[Records for this task start]
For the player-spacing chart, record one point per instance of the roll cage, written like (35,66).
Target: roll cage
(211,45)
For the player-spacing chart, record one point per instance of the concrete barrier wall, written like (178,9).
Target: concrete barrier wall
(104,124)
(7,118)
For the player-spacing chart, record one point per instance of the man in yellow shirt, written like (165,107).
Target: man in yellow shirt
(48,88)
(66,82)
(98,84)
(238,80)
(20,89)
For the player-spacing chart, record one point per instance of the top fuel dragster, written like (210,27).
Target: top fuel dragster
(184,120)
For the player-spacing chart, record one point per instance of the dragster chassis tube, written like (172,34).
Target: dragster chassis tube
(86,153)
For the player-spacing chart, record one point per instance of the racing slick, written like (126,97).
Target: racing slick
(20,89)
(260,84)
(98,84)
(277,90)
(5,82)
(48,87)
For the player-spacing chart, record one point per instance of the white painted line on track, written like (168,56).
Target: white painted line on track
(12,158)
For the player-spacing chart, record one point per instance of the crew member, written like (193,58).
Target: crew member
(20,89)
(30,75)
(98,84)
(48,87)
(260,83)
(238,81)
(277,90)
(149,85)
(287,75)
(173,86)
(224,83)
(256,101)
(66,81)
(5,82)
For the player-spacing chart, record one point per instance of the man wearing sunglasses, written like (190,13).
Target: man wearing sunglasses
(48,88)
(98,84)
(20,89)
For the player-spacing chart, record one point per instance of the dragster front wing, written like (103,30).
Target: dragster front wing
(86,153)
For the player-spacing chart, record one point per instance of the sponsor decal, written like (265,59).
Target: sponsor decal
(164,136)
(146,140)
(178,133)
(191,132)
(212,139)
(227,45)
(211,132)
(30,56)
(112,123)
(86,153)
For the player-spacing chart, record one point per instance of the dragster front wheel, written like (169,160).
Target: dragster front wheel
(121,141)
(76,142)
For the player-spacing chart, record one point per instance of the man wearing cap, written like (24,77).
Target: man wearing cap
[Records for this task end]
Problem to work on:
Recast every line of the items above as a JSON list of strings, one string per line, leaving out any blank lines.

Answer to the problem:
[
  "For the player-spacing chart, record one point per instance of the roll cage, written like (35,66).",
  "Target: roll cage",
  "(211,45)",
  "For the player-spacing chart, record one point per instance of the concrete barrier wall, written like (178,9).",
  "Target: concrete barrier wall",
  "(104,124)",
  "(7,118)",
  "For the player-spacing chart, record one point per instance of the man in yellow shirt, written like (165,107).",
  "Target: man in yellow shirt",
  "(48,88)",
  "(66,82)",
  "(98,84)",
  "(238,80)",
  "(20,89)",
  "For the player-spacing chart, record one point per instance of the top fuel dragster, written like (210,27).",
  "Target: top fuel dragster",
  "(184,120)",
  "For the player-spacing chart, record one point per instance of the dragster chassis tube, written like (172,34).",
  "Target: dragster chassis tube",
  "(86,153)",
  "For the player-spacing chart, record one point per instance of the racing slick, written like (126,97).",
  "Target: racing slick",
  "(20,89)",
  "(260,84)",
  "(98,84)",
  "(277,90)",
  "(5,82)",
  "(48,87)",
  "For the player-spacing chart, record one point per instance of the white painted line on track, written like (168,56).",
  "Target: white painted line on track",
  "(12,158)",
  "For the player-spacing chart, record one point per instance of the crew member, written like (193,58).",
  "Target: crew member",
  "(20,89)",
  "(30,75)",
  "(98,84)",
  "(48,87)",
  "(260,83)",
  "(238,81)",
  "(277,90)",
  "(149,85)",
  "(287,75)",
  "(173,86)",
  "(224,83)",
  "(256,101)",
  "(66,81)",
  "(5,82)",
  "For the player-spacing chart, record one point per instance of the man wearing sunglasses, written like (190,13).",
  "Target: man wearing sunglasses",
  "(48,88)",
  "(98,84)",
  "(20,89)",
  "For the player-spacing chart, record one point per instance of the dragster front wing, written like (103,30).",
  "Target: dragster front wing",
  "(86,153)",
  "For the player-spacing chart, record one point per instance of the sponsor decal, written like (265,59).",
  "Target: sponsor decal",
  "(164,136)",
  "(146,140)",
  "(178,133)",
  "(191,132)",
  "(212,139)",
  "(227,45)",
  "(211,132)",
  "(30,56)",
  "(112,123)",
  "(86,153)",
  "For the player-spacing chart, record one point per instance of the dragster front wheel, written like (169,160).",
  "Target: dragster front wheel",
  "(121,141)",
  "(76,142)",
  "For the player-spacing chart, record one point per instance of the man wearing cap, written like (24,77).",
  "Target: man wearing cap"
]